(Excerpted records)

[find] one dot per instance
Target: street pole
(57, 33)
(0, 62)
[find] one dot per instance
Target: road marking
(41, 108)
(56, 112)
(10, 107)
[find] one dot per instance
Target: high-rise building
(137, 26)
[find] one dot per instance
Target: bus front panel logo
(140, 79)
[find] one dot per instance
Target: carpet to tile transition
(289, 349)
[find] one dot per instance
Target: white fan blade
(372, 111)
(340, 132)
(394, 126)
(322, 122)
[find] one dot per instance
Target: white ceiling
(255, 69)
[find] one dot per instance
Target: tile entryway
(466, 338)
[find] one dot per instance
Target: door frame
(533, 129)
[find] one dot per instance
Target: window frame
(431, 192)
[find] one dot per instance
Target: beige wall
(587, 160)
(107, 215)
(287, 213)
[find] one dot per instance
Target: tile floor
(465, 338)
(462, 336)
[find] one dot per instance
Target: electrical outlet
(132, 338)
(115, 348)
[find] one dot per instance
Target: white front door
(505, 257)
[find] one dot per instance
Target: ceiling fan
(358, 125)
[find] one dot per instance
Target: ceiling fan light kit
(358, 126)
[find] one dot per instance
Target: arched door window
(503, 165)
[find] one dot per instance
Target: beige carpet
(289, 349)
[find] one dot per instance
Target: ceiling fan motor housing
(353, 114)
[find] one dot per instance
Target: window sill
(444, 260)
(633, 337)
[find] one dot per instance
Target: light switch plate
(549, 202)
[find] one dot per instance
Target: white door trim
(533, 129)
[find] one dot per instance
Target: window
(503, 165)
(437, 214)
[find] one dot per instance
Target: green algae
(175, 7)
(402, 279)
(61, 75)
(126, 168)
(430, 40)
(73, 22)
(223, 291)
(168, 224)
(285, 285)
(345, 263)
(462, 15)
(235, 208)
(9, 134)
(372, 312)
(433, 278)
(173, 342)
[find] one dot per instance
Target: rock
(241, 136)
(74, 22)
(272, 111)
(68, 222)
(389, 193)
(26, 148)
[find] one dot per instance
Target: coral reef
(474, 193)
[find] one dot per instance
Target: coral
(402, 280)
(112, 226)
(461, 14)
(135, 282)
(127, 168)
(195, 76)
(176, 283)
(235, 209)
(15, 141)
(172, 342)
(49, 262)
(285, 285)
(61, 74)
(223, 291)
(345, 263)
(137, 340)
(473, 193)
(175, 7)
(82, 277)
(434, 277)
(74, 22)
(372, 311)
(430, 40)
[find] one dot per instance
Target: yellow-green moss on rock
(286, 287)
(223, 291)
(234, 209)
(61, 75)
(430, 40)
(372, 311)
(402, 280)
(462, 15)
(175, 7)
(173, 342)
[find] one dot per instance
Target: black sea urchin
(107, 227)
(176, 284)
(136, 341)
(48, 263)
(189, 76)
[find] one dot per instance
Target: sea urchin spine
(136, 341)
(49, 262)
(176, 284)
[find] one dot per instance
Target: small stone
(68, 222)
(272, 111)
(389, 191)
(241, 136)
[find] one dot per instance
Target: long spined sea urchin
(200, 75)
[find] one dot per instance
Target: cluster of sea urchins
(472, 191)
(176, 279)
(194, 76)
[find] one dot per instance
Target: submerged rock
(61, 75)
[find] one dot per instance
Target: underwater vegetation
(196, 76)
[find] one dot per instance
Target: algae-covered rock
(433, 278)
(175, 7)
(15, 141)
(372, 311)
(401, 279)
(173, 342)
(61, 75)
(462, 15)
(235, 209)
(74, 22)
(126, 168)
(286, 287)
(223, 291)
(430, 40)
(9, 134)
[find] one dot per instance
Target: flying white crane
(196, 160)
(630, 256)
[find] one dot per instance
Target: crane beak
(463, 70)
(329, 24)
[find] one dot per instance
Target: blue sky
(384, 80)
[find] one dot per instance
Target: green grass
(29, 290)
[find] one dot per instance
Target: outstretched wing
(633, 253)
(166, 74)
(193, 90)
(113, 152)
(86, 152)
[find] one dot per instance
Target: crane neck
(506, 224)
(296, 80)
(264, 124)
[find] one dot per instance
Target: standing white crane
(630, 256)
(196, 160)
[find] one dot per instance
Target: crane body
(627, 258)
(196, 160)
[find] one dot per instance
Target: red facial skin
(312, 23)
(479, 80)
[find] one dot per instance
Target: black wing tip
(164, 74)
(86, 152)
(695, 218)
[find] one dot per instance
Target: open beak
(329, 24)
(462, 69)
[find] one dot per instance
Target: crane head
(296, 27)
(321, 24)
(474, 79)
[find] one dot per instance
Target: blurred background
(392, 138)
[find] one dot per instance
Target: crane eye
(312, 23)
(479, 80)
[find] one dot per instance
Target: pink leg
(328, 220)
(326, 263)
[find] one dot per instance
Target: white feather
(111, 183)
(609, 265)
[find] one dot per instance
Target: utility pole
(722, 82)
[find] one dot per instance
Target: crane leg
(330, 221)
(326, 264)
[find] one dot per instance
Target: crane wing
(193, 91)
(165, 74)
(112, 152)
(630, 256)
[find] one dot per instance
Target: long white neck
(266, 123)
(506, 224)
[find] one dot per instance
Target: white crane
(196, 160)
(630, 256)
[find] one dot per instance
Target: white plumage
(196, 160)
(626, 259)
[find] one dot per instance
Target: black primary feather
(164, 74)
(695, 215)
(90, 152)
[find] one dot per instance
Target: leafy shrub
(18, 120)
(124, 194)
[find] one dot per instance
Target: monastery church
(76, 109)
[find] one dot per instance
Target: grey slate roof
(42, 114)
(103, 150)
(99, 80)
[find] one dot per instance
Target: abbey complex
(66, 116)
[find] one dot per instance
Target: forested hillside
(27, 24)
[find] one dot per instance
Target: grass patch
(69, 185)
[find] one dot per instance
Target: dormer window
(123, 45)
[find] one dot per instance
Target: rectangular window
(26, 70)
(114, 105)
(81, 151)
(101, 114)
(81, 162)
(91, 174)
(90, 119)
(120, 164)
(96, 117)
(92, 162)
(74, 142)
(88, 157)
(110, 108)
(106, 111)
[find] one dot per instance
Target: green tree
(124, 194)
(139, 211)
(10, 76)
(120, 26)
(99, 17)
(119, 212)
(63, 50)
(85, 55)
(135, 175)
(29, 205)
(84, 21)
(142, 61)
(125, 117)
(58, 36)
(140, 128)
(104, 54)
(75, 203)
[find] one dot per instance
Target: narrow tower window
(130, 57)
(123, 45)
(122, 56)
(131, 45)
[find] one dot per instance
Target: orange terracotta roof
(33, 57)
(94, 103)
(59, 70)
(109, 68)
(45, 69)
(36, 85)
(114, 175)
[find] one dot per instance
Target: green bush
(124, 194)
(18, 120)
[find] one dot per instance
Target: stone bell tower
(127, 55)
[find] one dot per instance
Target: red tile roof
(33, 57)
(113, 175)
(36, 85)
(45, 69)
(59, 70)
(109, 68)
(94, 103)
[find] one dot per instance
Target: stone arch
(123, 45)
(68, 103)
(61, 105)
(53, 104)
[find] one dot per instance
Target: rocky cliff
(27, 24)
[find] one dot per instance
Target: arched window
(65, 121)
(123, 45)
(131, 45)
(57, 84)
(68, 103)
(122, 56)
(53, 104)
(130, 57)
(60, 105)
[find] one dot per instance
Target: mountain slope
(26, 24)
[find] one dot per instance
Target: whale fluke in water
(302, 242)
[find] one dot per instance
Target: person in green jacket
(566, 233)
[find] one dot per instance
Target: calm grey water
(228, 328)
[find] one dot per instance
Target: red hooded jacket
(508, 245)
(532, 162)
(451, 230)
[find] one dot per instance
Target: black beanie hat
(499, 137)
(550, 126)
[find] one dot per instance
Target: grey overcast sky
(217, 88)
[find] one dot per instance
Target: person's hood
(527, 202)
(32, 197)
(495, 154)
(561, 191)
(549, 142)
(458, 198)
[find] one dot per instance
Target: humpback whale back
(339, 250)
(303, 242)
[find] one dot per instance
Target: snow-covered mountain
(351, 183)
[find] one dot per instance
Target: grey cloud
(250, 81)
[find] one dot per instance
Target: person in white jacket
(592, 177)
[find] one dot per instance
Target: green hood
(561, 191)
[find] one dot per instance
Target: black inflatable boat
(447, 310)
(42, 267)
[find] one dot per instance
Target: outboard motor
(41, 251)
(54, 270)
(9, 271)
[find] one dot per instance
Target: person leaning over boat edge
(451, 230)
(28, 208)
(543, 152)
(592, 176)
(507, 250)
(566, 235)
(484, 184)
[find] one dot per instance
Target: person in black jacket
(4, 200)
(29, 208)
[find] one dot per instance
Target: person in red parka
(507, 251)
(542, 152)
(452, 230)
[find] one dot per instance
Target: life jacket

(Stated goal) Please list every line of the material above that contains the word "beige".

(Output for this exercise)
Target: beige wall
Target: beige carpet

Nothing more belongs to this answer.